EXTRAIT
D’où vient ta passion pour la photographie ?
J’ai, comme tout un chacun, photographié les paysages de vacances, les enfants qui grandissent mais c’est en achetant un petit bridge en 2004 que j’ai découvert les avantages du numérique. J’ai découvert la macro et le fait que si une photo est ratée, on peut regarder les exifs et s’interroger sur le pourquoi des erreurs et tenter de se corriger. Puis j’ai fait l’acquisition du Nikon D70, ayant conservé les objectifs de mon père. Un 70-300 macro notamment, et j’ai appris à manipuler les bonnettes pour la macro, pour ensuite avancer vers un D80, un 105 macro et enfin un D300 avec lequel je découvre peu à peu le plaisir de travailler en tout manuel.

J’ai intégré un certain temps un club photo ou j’ai pu découvrir le monde argentique ainsi qu’un certain nombre de « clés » pour progresser. Mais étant d’un tempérament plutôt solitaire j’ai repris mes explorations et essais, lu un certain nombre de livres, tout en m’inscrivant à certains forums photos. J’ai fait quelques expos aussi.

Ben - Madjive

Dans ta collection, tu as beaucoup de photos d’urbex. Comment est venu ton intérêt pour ce sujet, et comment trouves-tu les lieux ?

Enregistrements du jeu de données d'annotation par points
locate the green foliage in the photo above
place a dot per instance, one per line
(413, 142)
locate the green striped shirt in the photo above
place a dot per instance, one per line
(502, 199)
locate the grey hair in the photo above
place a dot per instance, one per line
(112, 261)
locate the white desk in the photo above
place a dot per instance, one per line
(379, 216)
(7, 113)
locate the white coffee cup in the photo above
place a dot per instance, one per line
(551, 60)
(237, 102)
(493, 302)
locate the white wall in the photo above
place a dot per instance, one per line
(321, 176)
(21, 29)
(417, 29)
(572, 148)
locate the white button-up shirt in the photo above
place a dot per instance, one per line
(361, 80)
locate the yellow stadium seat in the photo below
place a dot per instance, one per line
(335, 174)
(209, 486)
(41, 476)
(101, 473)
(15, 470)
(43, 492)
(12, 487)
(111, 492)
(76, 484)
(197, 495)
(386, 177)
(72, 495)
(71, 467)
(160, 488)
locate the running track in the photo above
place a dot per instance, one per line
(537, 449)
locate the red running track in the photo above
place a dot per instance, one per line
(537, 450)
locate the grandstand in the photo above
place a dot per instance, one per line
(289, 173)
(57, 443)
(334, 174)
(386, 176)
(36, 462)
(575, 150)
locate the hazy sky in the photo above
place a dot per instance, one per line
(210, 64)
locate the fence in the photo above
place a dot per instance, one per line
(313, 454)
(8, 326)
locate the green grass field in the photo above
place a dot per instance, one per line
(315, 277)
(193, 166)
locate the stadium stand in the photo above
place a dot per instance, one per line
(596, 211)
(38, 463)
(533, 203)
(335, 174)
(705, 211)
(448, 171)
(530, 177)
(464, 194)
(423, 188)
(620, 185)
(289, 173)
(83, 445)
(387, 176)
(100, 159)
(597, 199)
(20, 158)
---
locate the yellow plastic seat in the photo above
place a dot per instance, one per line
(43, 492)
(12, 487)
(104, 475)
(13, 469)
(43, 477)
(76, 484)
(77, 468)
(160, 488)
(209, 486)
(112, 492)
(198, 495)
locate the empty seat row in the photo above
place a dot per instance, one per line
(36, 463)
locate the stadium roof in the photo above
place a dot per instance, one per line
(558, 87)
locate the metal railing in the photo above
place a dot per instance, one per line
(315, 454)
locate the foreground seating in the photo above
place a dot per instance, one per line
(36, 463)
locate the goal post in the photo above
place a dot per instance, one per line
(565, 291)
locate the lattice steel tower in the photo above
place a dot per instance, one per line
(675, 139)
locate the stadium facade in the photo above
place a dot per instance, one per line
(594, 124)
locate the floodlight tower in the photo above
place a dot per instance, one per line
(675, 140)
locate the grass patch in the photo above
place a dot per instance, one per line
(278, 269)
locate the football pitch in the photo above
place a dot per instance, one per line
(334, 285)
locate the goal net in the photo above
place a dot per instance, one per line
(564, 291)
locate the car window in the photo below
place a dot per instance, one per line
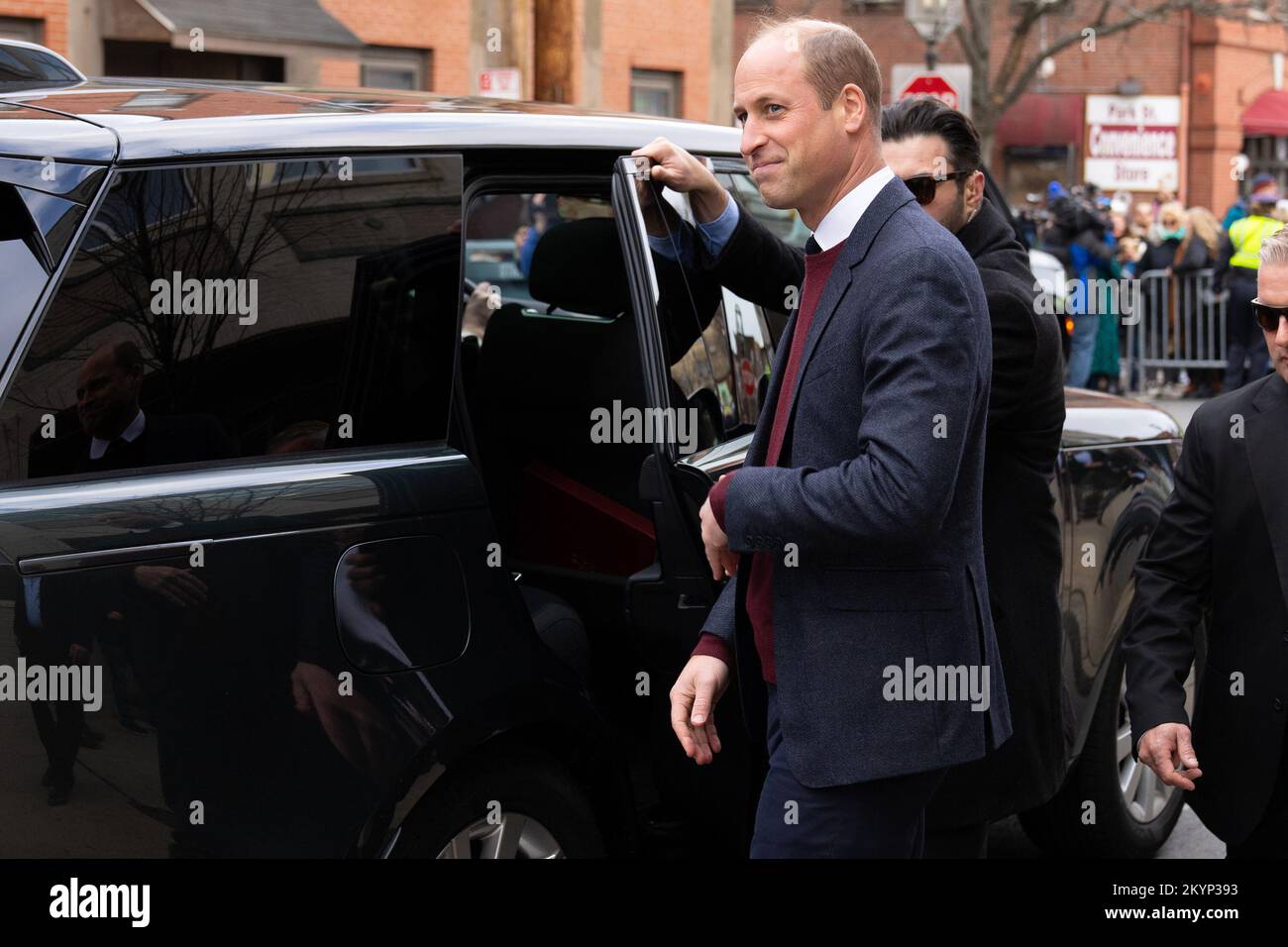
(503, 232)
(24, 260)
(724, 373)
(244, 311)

CONSIGNE
Recopiez à l'identique, s'il vous plaît, le passage de l'extrait sur la photographie qui commence aux mots « J’ai intégré un » et s'arrête après « les lieux ? ».

RÉPONSE ATTENDUE
J’ai intégré un certain temps un club photo ou j’ai pu découvrir le monde argentique ainsi qu’un certain nombre de « clés » pour progresser. Mais étant d’un tempérament plutôt solitaire j’ai repris mes explorations et essais, lu un certain nombre de livres, tout en m’inscrivant à certains forums photos. J’ai fait quelques expos aussi.

Ben - Madjive

Dans ta collection, tu as beaucoup de photos d’urbex. Comment est venu ton intérêt pour ce sujet, et comment trouves-tu les lieux ?